● **PROBLEM TO SOLVE**
Rewrite the records below with every occurrence of "integer pixel coordinates" changed to "whole-number pixel coordinates". Leave everything else unchanged.
--- DATA FOR PROCESSING ---
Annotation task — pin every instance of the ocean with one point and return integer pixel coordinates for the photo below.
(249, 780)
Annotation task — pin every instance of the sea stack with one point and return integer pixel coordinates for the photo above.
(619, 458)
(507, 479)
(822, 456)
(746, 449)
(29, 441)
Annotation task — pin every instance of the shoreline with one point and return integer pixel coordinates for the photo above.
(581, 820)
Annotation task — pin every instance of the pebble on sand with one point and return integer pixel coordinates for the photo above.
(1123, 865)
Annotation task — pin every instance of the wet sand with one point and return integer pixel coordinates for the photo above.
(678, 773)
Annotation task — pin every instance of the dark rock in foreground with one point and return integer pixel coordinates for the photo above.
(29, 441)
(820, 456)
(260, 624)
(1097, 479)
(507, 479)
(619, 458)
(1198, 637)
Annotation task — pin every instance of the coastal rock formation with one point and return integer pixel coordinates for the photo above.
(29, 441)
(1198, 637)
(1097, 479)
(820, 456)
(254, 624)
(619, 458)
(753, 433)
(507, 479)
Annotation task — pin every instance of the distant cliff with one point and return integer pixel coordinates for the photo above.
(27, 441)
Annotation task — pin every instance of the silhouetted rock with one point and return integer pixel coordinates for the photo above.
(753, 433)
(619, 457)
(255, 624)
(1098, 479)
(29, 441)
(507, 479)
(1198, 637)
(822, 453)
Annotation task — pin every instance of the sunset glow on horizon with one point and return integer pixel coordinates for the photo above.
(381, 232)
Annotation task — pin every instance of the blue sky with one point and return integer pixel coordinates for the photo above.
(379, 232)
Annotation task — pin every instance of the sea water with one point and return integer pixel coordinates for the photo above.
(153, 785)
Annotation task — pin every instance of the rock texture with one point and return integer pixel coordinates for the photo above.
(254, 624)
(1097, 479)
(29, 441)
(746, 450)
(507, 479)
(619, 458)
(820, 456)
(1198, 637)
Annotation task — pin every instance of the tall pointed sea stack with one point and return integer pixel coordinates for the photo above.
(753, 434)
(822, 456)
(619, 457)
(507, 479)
---
● **FINISHED EXERCISE**
Annotation task — pin every instance of the ocean with one point and return whole-number pixel coordinates for the photo below.
(249, 780)
Annotation task — pin every instance of the sea stack with one point and return whole-number pixel coordinates for the photo above.
(619, 458)
(507, 479)
(822, 456)
(746, 449)
(29, 441)
Annotation task — pin every instance of the shoreline with one point and return whole-number pixel coordinates for the photo above.
(581, 820)
Annotation task — pin every instance of the pebble on sand with one point and return whole-number pixel coordinates for the photo above.
(1123, 865)
Annotation task — pin every instance of the wet sand with one point and return whole-number pixel coordinates for the photo above.
(678, 773)
Annotation task — pin every instance of the dark rock in foreground with one point and return whole-number pixel coordinates for the photo above.
(29, 441)
(820, 456)
(260, 624)
(1097, 479)
(507, 479)
(619, 458)
(1198, 637)
Annotation task — pin every instance of the coastal rock formation with one point and return whole-number pixel coordinates for the photo above.
(29, 441)
(1198, 637)
(1097, 479)
(820, 456)
(254, 624)
(619, 458)
(753, 433)
(507, 479)
Annotation task — pin every instance of the distant cliff with one point and return whole-number pixel coordinates for the photo above.
(27, 441)
Annotation task — pin every instance of the silhouetted rock with one point and return whole-number pixel coordinates for the photo above.
(753, 433)
(619, 457)
(255, 624)
(1098, 479)
(29, 441)
(507, 479)
(1198, 637)
(822, 453)
Annotation task — pin every instance of the sunset glow on horizon with one point and return whole-number pixel coordinates for the photo above.
(381, 232)
Annotation task — pin every instance of the blue sky with one point and return whole-number pixel coordinates for the photo above.
(379, 232)
Annotation task — pin every instance of the sea water with one point and return whole-number pixel coordinates for the photo above.
(153, 785)
Annotation task — pin every instance of the rock texture with one point and return whole-number pixel coordinates for the photo above.
(254, 624)
(1097, 479)
(29, 441)
(746, 450)
(507, 479)
(619, 458)
(820, 456)
(1198, 637)
Annotation task — pin every instance of the tall pointed sea stack with one point and return whole-number pixel coordinates for the photo above.
(753, 434)
(822, 456)
(619, 457)
(507, 479)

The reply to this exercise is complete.